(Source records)
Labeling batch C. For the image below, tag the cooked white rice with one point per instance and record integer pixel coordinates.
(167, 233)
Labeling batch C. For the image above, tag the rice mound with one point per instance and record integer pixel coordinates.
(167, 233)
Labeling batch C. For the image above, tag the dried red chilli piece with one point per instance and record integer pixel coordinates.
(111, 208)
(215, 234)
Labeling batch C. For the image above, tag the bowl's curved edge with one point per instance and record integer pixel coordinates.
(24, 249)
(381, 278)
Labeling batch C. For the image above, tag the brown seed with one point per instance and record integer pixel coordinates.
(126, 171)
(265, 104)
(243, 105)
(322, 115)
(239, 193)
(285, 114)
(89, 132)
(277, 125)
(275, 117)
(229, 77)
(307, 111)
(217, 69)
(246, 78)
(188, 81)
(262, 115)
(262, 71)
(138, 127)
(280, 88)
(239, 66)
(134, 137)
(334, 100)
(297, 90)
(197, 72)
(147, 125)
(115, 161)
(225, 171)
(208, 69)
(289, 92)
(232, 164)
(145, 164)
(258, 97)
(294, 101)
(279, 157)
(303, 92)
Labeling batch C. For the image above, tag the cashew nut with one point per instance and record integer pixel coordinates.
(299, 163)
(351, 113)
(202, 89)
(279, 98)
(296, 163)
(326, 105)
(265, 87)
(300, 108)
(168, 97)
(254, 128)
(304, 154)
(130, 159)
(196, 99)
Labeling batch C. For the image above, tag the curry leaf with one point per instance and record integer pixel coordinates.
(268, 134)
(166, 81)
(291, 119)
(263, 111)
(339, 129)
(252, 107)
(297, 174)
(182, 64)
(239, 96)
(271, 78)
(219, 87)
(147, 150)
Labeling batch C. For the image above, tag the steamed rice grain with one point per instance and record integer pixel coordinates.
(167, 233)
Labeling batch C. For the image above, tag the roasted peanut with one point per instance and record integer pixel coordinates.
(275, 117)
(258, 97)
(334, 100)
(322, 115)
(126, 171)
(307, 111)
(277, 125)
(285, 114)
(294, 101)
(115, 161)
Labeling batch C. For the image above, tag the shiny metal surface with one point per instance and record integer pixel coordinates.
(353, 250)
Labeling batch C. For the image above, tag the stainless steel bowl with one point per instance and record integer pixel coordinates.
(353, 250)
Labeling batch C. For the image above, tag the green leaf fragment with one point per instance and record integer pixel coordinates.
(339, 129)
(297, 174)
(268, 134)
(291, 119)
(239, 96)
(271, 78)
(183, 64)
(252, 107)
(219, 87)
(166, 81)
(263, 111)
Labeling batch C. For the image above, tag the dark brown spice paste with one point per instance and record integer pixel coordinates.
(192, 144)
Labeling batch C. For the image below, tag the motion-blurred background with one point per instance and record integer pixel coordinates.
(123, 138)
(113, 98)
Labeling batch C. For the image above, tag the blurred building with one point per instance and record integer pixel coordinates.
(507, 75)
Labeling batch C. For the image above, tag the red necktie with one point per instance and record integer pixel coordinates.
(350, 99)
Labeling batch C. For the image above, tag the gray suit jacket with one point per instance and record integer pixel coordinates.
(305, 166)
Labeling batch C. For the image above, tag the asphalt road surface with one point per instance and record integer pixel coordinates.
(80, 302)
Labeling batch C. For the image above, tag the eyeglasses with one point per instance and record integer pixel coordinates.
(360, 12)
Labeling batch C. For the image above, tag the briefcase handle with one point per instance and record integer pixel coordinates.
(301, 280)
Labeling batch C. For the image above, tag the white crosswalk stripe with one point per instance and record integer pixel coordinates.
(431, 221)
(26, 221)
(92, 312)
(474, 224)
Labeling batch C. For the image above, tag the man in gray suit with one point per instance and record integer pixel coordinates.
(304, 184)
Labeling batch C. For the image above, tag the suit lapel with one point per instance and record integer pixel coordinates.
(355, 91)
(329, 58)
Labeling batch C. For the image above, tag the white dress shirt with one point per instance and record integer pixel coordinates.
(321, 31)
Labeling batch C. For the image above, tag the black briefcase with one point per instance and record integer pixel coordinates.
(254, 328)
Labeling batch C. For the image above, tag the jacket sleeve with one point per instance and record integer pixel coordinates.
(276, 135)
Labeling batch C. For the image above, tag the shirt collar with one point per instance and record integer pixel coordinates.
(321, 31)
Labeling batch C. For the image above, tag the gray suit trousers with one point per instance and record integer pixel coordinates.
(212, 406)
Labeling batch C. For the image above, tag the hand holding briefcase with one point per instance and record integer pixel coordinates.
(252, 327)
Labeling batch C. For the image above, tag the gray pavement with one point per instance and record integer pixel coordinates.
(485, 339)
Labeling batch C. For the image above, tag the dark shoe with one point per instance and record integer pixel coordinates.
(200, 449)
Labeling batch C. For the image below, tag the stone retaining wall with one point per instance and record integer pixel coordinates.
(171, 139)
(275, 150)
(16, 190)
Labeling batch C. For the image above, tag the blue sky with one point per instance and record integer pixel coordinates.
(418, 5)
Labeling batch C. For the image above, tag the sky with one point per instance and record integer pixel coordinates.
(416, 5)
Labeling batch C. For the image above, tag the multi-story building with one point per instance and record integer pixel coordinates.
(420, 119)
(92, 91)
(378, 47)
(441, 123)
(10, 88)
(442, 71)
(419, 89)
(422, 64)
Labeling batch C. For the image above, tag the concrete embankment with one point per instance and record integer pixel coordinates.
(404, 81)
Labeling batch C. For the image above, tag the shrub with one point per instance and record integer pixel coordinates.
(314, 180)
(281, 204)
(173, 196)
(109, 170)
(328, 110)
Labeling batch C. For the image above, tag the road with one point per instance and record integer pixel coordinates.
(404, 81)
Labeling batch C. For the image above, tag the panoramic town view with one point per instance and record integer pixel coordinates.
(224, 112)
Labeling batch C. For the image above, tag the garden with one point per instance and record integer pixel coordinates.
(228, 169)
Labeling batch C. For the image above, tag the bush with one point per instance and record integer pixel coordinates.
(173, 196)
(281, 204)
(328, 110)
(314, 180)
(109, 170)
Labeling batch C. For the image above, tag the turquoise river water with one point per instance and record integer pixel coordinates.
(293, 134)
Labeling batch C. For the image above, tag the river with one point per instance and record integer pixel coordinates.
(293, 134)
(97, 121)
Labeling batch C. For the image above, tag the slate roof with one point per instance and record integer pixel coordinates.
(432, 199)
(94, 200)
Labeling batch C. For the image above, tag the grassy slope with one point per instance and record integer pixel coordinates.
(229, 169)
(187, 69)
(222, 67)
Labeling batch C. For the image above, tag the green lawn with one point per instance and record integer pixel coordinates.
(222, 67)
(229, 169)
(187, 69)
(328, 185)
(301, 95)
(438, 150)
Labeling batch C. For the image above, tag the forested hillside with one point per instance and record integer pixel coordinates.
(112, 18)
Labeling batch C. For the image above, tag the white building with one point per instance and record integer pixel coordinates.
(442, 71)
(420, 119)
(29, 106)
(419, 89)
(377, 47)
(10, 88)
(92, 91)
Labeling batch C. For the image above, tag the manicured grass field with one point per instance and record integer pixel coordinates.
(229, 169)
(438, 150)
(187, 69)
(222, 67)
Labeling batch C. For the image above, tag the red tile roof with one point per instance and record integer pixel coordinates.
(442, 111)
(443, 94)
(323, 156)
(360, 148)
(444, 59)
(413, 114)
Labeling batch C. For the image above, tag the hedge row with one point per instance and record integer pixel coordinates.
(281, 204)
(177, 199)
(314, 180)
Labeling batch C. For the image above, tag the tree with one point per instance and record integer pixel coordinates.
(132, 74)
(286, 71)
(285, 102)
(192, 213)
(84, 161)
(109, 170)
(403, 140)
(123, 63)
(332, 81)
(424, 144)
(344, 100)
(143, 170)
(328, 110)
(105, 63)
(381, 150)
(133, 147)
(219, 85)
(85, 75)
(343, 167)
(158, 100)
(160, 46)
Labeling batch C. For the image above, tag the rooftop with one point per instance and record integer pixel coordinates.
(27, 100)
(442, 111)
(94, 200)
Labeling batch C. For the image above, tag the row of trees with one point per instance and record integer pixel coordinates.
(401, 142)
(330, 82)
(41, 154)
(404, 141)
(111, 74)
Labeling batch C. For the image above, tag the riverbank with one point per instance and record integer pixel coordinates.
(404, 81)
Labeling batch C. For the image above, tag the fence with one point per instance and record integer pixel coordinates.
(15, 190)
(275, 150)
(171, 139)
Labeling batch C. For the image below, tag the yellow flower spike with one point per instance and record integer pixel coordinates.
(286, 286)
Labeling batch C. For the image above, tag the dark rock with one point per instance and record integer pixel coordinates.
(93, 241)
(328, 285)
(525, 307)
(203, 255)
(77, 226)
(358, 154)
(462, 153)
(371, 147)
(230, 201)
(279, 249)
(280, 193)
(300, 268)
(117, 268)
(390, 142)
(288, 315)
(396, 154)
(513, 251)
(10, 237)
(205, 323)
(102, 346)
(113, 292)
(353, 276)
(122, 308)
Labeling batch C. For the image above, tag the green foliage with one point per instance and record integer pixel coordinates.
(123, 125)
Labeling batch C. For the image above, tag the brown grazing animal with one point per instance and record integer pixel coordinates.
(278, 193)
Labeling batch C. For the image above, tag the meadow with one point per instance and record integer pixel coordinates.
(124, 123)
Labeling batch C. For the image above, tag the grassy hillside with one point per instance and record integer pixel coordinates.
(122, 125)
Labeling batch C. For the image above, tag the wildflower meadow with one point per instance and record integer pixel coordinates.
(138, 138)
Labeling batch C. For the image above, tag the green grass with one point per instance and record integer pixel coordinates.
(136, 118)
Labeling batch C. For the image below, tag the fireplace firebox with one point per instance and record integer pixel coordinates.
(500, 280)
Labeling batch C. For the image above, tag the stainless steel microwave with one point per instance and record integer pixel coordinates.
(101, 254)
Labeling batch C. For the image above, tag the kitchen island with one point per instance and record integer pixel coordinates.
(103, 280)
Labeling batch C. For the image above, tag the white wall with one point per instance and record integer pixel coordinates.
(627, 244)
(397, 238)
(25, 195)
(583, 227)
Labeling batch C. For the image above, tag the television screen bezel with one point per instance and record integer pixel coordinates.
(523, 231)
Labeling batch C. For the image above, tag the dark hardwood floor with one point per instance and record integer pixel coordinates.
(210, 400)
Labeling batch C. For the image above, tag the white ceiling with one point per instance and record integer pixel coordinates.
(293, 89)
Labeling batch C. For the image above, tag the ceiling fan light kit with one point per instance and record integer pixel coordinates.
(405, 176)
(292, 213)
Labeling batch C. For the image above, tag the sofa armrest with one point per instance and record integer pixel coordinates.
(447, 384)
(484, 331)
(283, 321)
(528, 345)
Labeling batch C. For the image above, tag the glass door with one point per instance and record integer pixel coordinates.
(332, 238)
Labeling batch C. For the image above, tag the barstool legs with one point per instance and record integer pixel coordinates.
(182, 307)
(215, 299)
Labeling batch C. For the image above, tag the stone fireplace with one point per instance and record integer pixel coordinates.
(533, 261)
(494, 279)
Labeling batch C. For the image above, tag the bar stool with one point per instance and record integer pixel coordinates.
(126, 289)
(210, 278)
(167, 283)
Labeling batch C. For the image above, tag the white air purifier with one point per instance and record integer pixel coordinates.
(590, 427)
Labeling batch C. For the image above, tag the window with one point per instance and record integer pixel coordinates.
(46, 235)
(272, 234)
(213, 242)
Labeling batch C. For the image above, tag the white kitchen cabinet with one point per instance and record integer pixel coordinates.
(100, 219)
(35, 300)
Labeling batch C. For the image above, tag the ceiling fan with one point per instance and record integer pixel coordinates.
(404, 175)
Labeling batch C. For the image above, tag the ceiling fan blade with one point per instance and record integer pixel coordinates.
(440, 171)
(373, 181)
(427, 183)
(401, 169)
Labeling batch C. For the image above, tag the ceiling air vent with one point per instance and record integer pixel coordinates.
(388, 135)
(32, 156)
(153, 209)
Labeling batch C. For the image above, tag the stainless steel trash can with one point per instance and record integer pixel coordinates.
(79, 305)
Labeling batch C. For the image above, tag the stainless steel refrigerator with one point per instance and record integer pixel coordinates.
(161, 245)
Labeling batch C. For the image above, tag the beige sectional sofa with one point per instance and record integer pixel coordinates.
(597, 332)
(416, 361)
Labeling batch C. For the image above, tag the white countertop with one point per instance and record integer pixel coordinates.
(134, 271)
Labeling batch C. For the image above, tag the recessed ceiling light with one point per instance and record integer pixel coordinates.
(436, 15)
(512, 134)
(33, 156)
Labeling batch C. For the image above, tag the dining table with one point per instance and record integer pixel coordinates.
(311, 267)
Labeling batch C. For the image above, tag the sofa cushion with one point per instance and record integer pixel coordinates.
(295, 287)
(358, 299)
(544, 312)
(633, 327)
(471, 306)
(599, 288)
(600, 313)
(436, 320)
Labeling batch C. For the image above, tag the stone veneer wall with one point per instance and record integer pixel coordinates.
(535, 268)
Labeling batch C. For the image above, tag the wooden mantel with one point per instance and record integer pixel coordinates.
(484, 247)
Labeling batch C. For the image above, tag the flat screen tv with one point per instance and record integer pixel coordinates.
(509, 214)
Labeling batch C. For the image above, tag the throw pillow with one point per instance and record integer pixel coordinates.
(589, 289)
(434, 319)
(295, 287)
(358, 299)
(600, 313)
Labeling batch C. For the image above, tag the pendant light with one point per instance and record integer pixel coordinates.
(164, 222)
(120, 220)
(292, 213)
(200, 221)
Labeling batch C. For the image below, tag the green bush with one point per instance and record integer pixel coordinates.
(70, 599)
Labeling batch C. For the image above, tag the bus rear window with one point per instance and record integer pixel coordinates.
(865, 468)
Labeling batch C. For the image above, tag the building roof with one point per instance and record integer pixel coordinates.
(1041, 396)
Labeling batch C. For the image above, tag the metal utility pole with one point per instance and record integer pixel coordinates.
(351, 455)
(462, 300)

(SET PROBLEM)
Give exactly the lines from the one with "Labeling batch C. For the image below, tag the green" to the end of the entries, nothing before them.

(ANSWER BELOW)
Labeling batch C. For the image below, tag the green bush with one point per instance and record integer pixel coordinates.
(70, 599)
Labeling batch C. For the image above, tag the bus rear window with one point per instance and record integer pixel coordinates.
(865, 468)
Labeling batch C. For the image above, tag the building roof with one point per instance and record integer pixel coordinates.
(1041, 396)
Labeling batch C. For the image above, tag the metal utility pole with one point per instance and record integer pixel coordinates.
(351, 455)
(462, 300)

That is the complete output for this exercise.